Ras Ajdir, Tunísia, 29/7/2011 – Enquanto a União Africana e a Organização do Tratado do Atlântico Norte (Otan) buscam uma alternativa política para o conflito armado na Líbia, muitos dos milhares de refugiados que abandonaram suas casas e estão perdidos na fronteira com a Tunísia denunciam que vivem uma situação crítica que continua sem ser compreendida.

Fora de sua barraca provisória, a refugiada somaliana de 63 anos Hawiyeh Awal procura se proteger do Sol abrasador do deserto tunisiano com sua filha e seu neto. “Tenho medo de morrer neste deserto ardente. Tenho diabete e perdi mais de oito quilos desde que cheguei aqui por causa do calor”, afirmou. Antes de chegar à Tunísia, há vários meses, ela trabalhou por 18 anos como empregada doméstica para famílias líbias. A guerra em seu país a obrigou a embarcar em uma perigosa travessia pelo deserto com sua filha. A violência cobrou a vida de vários de seus familiares e também lhe deixaram lesões graves nas mãos.

“Fui ferida durante um confronto armado e perdi o dedo mindinho da mão esquerda. Na direita sofri múltiplas fraturas. A operação que fiz na Líbia foi um desastre porque esqueceram algodão dentro que após 20 dias infeccionou”, contou Awal. “Com minha filha, já não aguentamos a situação neste acampamento porque só o que fazemos é esperar sentadas. Só queremos que nos coloquem um lugar seguro onde possamos receber cuidados médicos, porque aqui é preciso contar com a aprovação do exército tunisiano”, acrescentou.

=== Dados extraídos ===
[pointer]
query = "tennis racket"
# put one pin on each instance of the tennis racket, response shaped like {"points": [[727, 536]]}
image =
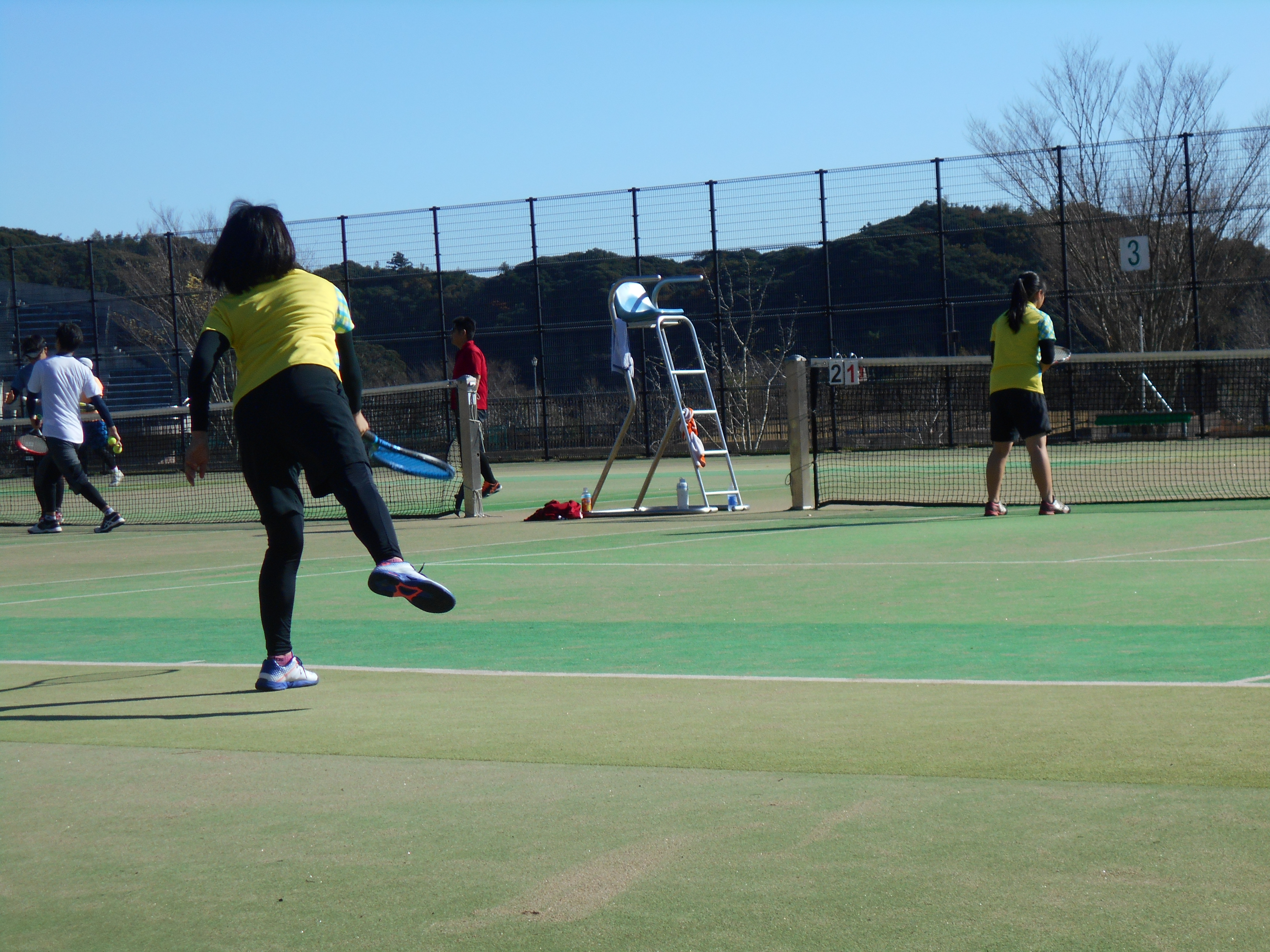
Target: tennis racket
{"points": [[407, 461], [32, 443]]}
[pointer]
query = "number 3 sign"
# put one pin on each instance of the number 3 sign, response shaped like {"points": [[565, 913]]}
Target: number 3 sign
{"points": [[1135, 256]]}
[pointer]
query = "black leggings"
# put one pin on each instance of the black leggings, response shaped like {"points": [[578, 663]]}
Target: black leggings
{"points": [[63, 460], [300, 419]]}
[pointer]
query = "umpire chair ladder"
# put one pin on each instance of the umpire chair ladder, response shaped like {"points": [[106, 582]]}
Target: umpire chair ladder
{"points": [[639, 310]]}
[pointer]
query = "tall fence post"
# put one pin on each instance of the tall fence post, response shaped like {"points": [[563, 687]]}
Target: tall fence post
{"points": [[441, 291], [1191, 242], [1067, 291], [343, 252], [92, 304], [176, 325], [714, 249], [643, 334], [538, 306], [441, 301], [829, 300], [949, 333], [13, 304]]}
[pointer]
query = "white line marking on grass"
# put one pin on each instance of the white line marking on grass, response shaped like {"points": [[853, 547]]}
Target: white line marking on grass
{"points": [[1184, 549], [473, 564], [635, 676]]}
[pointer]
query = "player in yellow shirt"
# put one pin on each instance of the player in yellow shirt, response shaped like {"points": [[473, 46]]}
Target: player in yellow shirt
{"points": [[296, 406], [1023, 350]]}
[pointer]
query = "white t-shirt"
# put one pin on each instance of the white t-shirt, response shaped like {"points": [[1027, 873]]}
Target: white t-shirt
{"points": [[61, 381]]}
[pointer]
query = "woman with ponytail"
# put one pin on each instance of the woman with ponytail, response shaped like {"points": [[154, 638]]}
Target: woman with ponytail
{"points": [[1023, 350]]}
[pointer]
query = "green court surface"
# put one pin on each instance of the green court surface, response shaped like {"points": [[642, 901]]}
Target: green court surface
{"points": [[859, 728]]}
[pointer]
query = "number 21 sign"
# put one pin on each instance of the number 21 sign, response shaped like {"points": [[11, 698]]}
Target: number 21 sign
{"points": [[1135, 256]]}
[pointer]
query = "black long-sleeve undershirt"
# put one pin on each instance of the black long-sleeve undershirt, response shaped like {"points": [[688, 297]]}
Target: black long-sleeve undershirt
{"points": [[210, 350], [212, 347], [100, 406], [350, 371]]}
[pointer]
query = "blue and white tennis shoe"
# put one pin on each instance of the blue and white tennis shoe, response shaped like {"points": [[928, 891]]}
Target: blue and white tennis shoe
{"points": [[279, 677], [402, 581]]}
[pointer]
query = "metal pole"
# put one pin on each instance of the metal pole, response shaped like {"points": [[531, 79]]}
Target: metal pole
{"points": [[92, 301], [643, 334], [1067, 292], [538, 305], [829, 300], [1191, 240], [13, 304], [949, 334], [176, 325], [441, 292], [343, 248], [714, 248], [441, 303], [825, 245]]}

=== Complete o seguinte ===
a – Por favor, liste todas as quantidades do texto fornecido que vêm acompanhadas de uma unidade em anos, quilos ou dias.
b – Altere o trecho do texto fornecido começando em "Fora de sua" e seguindo até "graves nas mãos.", trocando "perigosa travessia" por "longa travessia".

=== Respostas das tarefas ===
a –
63 anos
oito quilos
18 anos
20 dias

b –
Fora de sua barraca provisória, a refugiada somaliana de 63 anos Hawiyeh Awal procura se proteger do Sol abrasador do deserto tunisiano com sua filha e seu neto. “Tenho medo de morrer neste deserto ardente. Tenho diabete e perdi mais de oito quilos desde que cheguei aqui por causa do calor”, afirmou. Antes de chegar à Tunísia, há vários meses, ela trabalhou por 18 anos como empregada doméstica para famílias líbias. A guerra em seu país a obrigou a embarcar em uma longa travessia pelo deserto com sua filha. A violência cobrou a vida de vários de seus familiares e também lhe deixaram lesões graves nas mãos.